- EXERCISE DETAILS -
In the passage about the April 1962 shooting near the Nation of Islam Mosque, why is it difficult to recreate what happened that night? Answer in one to three sentences.

- EXTRACT TO READ -
Certainly it is a difficult task to recreate what happened at approximately midnight on April 27, 1962, just one block from the Nation of Islam Mosque. Emotions were flaring and subsiding, things occurred simultaneously, and those on the inside were not aware of everything that surrounded them. Sources correspond on several facts and are in conflict on others; what no one disputes is that after the two officers confronted two Muslims, one being Monroe Jones, a struggle ensured. A bullet from the arresting officer Stanley Kensic’s revolver struck his partner Officer Frank Tomlinson in the elbow. Later in the conflict, from approximately six feet away, Officer Donald Weese fatally shot the unarmed Ronald Stokes through the heart as he walked toward the officer with his hands raised in the air. William Rogers was shot in the back and paralyzed. And five other Muslims, Robert Rogers, Arthur Coleman, Roosevelt Walker, Fred Jingles Jr. and Monroe Jones, were shot. provoked the conflict? Who shot Officer Tomlinson? These questions will be left for further research. But the evidence suggests that perhaps the most important question can be answered: Was the shooting of the seven Muslims justifiable homicide (as the white media, Bruce Perry, and the Los Angeles grand jury contend), a case of police brutality (as most Blacks concluded) or an instance of racist governmental repression against the Black struggle for freedom?

- DATASET RECORDS -
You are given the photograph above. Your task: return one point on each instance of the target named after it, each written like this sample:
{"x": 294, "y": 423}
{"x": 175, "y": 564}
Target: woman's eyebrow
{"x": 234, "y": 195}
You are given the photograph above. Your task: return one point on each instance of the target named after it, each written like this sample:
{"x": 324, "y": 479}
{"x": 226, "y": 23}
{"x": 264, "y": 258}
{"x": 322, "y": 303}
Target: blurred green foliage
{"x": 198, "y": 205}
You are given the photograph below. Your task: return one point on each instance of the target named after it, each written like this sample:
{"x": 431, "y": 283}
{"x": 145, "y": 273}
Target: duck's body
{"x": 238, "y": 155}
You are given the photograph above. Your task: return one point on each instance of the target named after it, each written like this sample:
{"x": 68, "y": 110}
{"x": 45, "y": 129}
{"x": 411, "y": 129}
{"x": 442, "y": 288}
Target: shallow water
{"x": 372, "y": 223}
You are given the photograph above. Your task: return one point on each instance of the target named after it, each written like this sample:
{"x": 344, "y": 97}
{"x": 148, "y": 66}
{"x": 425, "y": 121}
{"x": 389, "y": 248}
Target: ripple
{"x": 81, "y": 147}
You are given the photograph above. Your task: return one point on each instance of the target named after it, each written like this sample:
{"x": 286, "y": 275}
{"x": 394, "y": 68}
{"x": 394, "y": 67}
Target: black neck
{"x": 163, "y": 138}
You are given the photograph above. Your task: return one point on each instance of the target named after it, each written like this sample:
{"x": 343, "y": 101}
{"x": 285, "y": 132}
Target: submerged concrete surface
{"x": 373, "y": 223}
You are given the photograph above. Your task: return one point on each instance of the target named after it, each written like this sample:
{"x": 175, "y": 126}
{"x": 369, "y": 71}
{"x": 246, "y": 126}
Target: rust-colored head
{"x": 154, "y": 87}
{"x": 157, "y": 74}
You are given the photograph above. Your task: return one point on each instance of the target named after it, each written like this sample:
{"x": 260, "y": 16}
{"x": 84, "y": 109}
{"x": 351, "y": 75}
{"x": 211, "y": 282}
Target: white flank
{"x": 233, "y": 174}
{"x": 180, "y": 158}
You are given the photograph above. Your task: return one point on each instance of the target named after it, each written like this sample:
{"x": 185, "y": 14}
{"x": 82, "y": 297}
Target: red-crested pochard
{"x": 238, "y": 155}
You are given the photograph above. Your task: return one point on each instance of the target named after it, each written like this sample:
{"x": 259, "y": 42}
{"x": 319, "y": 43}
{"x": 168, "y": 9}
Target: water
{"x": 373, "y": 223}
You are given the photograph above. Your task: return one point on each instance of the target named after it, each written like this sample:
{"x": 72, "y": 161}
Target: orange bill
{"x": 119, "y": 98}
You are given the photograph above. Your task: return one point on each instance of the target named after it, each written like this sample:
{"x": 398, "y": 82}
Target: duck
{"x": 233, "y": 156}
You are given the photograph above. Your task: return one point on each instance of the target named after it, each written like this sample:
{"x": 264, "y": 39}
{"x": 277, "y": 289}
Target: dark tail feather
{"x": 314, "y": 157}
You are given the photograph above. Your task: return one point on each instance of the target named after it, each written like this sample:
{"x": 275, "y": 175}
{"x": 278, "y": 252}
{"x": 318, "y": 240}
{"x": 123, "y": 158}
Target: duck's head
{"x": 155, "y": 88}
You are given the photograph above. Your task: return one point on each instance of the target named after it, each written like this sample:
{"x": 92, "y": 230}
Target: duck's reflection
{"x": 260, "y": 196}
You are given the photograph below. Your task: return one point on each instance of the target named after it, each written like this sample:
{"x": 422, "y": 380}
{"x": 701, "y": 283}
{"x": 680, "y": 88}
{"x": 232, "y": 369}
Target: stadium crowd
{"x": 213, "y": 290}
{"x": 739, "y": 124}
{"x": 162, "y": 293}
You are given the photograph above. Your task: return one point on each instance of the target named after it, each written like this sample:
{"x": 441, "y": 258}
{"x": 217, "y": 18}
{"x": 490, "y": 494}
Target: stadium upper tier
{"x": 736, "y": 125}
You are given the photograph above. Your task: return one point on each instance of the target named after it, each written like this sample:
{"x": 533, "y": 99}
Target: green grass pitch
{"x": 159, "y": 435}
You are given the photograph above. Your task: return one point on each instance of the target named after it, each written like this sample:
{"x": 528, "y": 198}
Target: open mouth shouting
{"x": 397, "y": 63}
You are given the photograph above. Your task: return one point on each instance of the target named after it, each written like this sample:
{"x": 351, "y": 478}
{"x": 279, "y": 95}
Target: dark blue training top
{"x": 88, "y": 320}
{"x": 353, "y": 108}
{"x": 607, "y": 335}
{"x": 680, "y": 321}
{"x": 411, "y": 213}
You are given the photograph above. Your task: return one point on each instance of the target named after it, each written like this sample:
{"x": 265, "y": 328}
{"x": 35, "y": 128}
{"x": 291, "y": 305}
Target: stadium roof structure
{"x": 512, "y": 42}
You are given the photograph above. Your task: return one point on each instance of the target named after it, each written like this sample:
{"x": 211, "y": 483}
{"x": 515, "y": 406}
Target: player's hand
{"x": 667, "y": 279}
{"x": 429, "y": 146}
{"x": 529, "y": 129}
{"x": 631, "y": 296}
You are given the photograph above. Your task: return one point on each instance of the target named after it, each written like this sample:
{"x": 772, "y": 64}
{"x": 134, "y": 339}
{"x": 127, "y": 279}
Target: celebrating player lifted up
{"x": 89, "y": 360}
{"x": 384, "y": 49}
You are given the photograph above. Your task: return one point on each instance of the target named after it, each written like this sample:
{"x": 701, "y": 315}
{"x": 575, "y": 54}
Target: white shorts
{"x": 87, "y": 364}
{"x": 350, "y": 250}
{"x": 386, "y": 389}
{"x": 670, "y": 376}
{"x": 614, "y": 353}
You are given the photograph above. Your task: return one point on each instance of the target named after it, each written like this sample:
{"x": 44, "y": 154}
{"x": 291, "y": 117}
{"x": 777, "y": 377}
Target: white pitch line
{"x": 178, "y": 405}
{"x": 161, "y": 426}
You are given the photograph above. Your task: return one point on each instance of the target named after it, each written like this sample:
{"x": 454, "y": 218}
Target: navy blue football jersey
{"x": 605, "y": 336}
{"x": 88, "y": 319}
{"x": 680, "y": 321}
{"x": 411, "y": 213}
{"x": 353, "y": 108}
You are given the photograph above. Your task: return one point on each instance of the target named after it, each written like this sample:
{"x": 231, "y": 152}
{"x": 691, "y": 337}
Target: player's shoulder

- RESULT OF THIS EXERCISE -
Emotions were flaring and subsiding, and things occurred simultaneously. Those on the inside were not aware of everything that surrounded them.